Exercises:
A – According to the article on college funding, in what year did Rowan University launch its new veterinary school?
B – Quote the passage of the article on college funding starting with "Still, many schools" and going on through "in their hands.".

In 2019, state officials took a step toward revamping the funding formula by creating an “outcomes-based allocation” approach, which aims to reward schools that expand enrollments of low-income students and graduate more students from underrepresented minority groups.
Still, many schools have expanded their enrollments at a rate outpacing state support.
Rowan University has more than doubled its enrollment in the past decade and consequently expanded its academic offerings, such as launching a new veterinary school in 2021, Rowan President Ali A. Houshmand said. The 23,000-student South Jersey school received state aid the last two years to get the vet school up and running, but there’s nothing for the vet school in Murphy’s new budget proposal, Houshman said. That oversight leaves it “in question,” Houshmand testified.
Some lawmakers pushed back on the university presidents, saying high tuition costs lay largely in their hands.
“Why is college so expensive?” Assemblyman Gerard Scharfenberger (R-Monmouth) asked, pointing to an “explosion of administration” as one possible driver of costs.
Scharfenberger is a professor at Monmouth University, a private school in West Long Branch where this year’s tuition and fees total nearly $42,000.
High college costs create the “huge problem” of student debt, Scharfenberger said. Recent calls for student loan forgiveness, which Scharfenberger called “the 900-pound gorilla in the room,” present a sticky problem for universities and policymakers alike, he added.
“To me, that’s not the answer — it’s never really forgiven, it’s just who pays for it. It’s removed from the burden of the folks who actually took the loan out and put on the backs of the taxpayers, who had no say in that,” Scharfenberger said. “So we always have to be mindful of that — you don’t forgive student loan debt, you transfer the responsibility. If we say it that way, we would be able to look more at the root causes of student loan debt and get it before it gets out of control.”
State Secretary of Higher Education Brian Bridges said colleges have expanded their administrative staffs and hiked tuition most years in recent decades. But he pointed to the state’s steadily dwindling support as one of those root causes.

Extracted data:
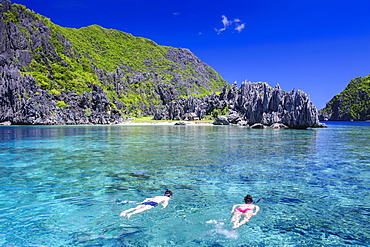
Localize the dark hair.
[244,195,253,203]
[164,190,172,197]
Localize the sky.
[12,0,370,109]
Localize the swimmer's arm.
[141,198,153,203]
[162,201,168,209]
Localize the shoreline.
[114,121,214,126]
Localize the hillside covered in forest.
[320,75,370,121]
[0,1,320,128]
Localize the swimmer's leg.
[119,205,146,216]
[126,205,154,219]
[238,213,253,227]
[230,212,242,222]
[231,213,242,229]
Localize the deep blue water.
[0,122,370,247]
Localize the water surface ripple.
[0,122,370,247]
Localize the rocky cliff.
[0,1,320,128]
[0,1,226,124]
[319,75,370,121]
[154,81,324,129]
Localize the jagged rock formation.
[0,1,226,124]
[154,81,323,129]
[0,1,320,128]
[319,75,370,121]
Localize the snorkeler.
[231,195,260,229]
[119,190,172,219]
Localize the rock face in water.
[319,75,370,121]
[154,81,323,129]
[0,0,320,128]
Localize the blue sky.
[13,0,370,109]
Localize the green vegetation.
[7,1,226,116]
[321,75,370,120]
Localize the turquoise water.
[0,122,370,247]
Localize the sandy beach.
[117,121,213,126]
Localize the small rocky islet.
[0,1,368,129]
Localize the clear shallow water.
[0,122,370,247]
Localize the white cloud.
[222,15,233,28]
[215,15,245,34]
[235,23,245,33]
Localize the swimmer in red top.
[231,195,260,229]
[119,190,172,219]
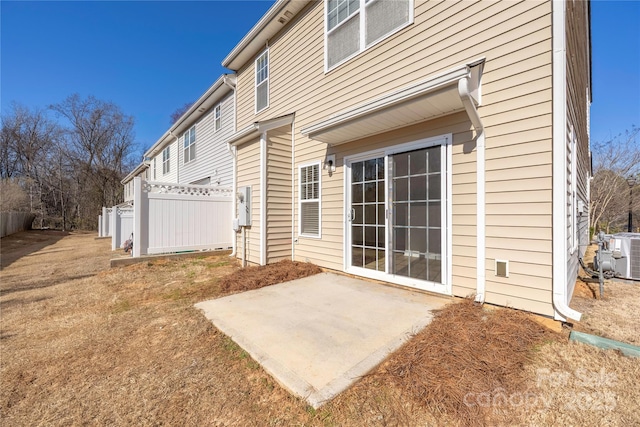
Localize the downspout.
[291,121,296,261]
[222,75,236,258]
[227,143,238,258]
[552,0,582,321]
[458,77,486,303]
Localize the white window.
[213,104,222,130]
[299,163,320,237]
[255,50,269,113]
[184,126,196,163]
[325,0,413,70]
[162,146,171,175]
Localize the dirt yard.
[0,231,640,426]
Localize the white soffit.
[225,114,294,147]
[301,64,479,145]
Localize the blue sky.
[0,0,640,157]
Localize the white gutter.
[222,0,312,70]
[291,118,296,261]
[552,0,582,321]
[458,77,486,303]
[144,74,235,157]
[227,144,238,258]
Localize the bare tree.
[0,179,29,212]
[589,126,640,232]
[170,102,193,125]
[51,94,134,228]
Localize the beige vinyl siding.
[236,139,262,264]
[232,0,552,314]
[179,92,235,187]
[266,125,291,264]
[566,2,591,295]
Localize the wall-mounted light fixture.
[322,154,336,175]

Answers provided:
A – 2021

B –
Still, many schools have expanded their enrollments at a rate outpacing state support.
Rowan University has more than doubled its enrollment in the past decade and consequently expanded its academic offerings, such as launching a new veterinary school in 2021, Rowan President Ali A. Houshmand said. The 23,000-student South Jersey school received state aid the last two years to get the vet school up and running, but there’s nothing for the vet school in Murphy’s new budget proposal, Houshman said. That oversight leaves it “in question,” Houshmand testified.
Some lawmakers pushed back on the university presidents, saying high tuition costs lay largely in their hands.